Brief
Revise the data below from the line containing "of the downspout" through the end of the data, changing "downspout" to "rain gutter" and leaving everything else as it is. Give only those revised lines.
━━━━━━━━━━━━━━━━
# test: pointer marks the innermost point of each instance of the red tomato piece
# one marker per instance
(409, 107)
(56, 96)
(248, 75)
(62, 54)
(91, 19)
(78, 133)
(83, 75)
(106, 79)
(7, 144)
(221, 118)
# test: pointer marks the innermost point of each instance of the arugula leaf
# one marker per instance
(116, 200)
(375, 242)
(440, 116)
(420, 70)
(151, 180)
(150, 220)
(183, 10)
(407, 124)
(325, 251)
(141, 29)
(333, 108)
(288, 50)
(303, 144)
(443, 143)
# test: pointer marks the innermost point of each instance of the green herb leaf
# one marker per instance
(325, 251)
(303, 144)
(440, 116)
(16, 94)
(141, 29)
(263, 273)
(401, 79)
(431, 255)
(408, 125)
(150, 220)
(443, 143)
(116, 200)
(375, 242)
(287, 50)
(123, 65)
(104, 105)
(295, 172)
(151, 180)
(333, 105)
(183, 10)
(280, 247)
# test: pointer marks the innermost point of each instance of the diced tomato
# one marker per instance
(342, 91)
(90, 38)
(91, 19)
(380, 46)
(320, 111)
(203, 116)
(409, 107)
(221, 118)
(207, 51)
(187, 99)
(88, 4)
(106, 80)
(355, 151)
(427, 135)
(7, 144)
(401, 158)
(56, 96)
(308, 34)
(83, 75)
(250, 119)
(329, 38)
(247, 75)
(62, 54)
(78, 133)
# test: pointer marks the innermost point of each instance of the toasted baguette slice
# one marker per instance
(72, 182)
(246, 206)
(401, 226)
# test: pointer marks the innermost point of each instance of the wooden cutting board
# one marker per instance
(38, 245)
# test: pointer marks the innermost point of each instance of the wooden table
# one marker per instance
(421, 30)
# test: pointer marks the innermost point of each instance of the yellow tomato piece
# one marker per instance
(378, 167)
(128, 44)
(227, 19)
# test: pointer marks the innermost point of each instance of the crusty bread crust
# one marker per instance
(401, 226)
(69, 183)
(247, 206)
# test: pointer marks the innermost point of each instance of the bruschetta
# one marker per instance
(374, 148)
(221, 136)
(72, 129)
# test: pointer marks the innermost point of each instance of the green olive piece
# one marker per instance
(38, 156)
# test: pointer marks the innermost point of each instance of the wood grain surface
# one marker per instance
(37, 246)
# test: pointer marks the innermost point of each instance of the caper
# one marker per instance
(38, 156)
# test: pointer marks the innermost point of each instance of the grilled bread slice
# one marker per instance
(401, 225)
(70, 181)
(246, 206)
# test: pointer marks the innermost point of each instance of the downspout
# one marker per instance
━━━━━━━━━━━━━━━━
Written answer
# test: pointer marks the innermost point of each instance of the rain gutter
# one marker per instance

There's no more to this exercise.